Filter the records down to the lines that contain the string "teal", treating uppercase and lowercase as different. Copy each of those lines.
==== DATA LINES ====
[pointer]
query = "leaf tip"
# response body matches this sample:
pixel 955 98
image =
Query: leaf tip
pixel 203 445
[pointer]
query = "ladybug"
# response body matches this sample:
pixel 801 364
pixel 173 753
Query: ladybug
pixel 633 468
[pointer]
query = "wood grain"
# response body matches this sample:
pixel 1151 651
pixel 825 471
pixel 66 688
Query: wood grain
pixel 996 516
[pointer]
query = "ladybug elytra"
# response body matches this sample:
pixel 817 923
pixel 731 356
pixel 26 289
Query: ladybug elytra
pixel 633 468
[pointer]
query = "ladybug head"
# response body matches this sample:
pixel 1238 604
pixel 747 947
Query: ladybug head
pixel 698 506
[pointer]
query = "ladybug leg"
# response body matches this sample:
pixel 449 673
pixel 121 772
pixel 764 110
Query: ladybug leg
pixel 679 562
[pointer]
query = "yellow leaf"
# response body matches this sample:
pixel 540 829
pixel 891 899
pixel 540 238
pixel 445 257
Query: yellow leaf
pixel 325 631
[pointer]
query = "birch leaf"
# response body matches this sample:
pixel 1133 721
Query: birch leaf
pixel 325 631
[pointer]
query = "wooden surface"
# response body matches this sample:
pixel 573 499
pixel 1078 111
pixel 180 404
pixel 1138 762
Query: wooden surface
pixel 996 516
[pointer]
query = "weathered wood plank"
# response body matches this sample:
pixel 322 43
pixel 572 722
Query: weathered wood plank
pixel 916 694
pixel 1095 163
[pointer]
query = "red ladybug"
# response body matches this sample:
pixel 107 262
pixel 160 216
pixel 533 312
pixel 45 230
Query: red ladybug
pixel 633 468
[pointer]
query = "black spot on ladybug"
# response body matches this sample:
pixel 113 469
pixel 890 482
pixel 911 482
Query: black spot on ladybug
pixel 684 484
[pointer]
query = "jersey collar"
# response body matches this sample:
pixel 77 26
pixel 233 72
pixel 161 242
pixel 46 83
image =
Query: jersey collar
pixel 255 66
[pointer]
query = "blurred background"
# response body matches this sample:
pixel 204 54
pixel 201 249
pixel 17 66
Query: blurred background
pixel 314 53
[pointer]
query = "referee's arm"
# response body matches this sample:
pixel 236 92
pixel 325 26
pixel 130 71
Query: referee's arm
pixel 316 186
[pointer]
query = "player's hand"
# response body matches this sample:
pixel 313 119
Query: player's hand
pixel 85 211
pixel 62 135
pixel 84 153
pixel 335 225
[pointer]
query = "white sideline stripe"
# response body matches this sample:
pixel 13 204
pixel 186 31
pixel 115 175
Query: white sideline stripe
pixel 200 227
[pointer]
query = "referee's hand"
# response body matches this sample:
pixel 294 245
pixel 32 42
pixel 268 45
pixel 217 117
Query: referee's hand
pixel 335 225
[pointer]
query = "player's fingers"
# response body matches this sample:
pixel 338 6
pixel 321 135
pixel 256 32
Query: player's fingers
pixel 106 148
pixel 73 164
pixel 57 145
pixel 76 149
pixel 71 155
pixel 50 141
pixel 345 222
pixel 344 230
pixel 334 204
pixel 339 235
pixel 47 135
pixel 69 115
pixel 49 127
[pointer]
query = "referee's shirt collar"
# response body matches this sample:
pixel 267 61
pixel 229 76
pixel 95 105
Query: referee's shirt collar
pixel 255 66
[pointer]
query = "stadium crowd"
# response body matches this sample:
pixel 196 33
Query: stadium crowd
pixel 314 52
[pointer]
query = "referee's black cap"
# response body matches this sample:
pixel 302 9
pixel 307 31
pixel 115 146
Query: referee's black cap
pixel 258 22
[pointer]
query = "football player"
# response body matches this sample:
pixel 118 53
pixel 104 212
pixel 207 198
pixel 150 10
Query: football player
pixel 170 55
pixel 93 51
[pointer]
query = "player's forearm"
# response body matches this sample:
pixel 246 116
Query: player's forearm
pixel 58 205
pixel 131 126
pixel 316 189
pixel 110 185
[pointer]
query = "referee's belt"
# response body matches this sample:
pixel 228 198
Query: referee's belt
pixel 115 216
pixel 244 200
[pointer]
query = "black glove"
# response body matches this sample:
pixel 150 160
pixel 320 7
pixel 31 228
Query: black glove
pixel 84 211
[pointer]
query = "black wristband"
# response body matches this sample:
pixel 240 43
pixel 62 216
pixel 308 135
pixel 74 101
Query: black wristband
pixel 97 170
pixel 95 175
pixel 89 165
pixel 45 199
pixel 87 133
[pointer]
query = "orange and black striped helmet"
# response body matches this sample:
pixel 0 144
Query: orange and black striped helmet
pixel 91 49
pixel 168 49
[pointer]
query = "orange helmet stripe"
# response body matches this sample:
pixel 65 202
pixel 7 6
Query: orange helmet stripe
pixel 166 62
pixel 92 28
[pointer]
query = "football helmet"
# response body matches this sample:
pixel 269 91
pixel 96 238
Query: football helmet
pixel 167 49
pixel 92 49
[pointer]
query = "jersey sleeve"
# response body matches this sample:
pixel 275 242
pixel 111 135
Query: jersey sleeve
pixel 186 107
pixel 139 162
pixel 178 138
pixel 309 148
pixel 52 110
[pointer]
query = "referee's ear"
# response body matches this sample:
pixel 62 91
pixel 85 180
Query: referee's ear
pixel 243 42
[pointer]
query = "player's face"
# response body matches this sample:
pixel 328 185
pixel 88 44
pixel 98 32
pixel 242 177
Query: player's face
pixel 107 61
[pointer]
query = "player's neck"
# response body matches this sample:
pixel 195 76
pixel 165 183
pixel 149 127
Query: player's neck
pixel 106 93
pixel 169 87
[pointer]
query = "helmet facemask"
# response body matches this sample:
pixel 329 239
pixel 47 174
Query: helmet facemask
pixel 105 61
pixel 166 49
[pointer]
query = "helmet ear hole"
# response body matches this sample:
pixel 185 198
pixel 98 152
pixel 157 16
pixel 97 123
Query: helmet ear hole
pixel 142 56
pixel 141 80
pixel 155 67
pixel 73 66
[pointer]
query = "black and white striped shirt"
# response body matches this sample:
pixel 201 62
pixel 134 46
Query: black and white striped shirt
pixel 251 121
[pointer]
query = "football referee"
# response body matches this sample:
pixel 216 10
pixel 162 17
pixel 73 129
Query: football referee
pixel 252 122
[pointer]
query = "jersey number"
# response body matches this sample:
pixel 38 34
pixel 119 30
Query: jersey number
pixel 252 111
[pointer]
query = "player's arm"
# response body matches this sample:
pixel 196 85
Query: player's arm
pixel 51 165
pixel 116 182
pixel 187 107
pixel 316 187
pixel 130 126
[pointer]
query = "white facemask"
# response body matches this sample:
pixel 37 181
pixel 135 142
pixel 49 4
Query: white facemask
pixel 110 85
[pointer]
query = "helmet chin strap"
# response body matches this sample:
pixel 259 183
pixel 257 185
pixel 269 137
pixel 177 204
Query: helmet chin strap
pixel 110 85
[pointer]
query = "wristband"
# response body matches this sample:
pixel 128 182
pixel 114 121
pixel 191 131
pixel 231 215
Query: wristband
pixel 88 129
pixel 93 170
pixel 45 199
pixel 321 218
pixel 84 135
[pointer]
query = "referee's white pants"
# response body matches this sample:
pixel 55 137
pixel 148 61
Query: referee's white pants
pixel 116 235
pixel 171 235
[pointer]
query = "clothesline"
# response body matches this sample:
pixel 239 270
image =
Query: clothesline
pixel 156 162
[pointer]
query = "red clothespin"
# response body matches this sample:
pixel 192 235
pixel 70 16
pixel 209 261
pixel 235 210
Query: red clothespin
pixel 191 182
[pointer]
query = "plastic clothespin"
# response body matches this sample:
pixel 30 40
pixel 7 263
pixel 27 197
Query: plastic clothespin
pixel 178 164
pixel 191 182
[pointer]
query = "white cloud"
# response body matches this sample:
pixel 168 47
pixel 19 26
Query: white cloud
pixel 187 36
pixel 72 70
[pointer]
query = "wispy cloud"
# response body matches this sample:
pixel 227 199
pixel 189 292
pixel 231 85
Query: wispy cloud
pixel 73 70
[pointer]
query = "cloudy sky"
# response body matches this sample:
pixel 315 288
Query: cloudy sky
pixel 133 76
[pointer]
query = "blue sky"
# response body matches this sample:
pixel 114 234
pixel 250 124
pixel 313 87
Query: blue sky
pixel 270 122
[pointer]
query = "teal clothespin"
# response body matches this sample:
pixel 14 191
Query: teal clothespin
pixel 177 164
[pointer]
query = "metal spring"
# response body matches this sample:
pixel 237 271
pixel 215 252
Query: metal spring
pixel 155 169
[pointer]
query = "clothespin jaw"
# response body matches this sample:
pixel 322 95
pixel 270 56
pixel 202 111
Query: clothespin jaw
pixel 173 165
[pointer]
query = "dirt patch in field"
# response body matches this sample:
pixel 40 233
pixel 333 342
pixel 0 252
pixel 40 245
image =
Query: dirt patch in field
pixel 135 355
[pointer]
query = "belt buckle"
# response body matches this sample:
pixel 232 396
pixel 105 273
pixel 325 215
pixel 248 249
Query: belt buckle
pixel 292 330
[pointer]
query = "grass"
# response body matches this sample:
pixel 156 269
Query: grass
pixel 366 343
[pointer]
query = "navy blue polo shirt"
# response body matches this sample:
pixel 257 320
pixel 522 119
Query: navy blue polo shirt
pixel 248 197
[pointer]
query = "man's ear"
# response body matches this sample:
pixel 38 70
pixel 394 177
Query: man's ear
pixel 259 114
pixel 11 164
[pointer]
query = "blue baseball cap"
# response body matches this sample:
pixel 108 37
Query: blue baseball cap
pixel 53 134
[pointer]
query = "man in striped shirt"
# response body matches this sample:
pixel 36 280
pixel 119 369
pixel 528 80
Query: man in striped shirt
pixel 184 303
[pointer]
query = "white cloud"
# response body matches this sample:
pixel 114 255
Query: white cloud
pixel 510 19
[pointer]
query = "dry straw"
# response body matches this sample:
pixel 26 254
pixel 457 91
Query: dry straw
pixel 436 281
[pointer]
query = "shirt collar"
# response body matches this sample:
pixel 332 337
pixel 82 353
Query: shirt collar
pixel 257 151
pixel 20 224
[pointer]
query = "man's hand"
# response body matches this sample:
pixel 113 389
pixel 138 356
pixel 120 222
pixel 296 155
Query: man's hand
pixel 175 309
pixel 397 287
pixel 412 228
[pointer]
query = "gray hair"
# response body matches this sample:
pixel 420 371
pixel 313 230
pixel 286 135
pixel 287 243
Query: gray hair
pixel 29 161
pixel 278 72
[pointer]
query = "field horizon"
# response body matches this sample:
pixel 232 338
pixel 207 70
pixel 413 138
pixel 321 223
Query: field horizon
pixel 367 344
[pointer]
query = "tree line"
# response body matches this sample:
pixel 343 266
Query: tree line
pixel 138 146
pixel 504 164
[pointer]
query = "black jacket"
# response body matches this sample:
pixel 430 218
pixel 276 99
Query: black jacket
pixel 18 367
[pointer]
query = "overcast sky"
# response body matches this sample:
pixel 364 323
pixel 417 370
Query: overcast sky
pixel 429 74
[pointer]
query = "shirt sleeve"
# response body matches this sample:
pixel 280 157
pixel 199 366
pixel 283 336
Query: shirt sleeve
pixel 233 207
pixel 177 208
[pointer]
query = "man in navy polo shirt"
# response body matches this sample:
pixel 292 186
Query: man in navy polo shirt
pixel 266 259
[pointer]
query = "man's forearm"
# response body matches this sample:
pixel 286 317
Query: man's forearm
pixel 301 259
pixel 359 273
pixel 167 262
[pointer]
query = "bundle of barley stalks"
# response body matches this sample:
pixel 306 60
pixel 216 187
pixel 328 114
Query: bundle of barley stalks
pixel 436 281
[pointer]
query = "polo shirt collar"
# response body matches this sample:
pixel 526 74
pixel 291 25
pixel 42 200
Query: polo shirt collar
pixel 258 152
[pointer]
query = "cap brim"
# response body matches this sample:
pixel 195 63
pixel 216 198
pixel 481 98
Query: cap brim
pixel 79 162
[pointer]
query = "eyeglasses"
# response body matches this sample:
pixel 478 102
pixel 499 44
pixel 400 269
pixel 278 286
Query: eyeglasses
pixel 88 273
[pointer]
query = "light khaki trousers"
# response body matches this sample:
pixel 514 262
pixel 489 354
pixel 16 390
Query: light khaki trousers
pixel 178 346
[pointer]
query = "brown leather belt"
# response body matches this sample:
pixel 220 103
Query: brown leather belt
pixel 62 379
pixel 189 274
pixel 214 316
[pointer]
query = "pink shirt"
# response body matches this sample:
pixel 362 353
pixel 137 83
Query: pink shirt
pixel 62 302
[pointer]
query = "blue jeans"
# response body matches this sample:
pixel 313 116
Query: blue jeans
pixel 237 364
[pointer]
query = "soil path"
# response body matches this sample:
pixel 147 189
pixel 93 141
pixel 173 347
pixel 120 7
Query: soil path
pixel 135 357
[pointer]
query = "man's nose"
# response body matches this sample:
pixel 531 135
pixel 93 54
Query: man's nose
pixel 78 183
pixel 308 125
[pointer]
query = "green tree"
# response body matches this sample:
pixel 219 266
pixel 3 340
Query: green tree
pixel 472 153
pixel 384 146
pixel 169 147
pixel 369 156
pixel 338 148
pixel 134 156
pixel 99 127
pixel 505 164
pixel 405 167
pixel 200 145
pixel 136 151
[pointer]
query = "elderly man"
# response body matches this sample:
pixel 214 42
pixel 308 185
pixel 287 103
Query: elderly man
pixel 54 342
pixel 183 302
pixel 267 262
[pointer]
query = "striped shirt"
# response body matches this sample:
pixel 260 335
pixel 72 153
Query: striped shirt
====
* [ANSWER BELOW]
query = "teal clothespin"
Query: teal clothespin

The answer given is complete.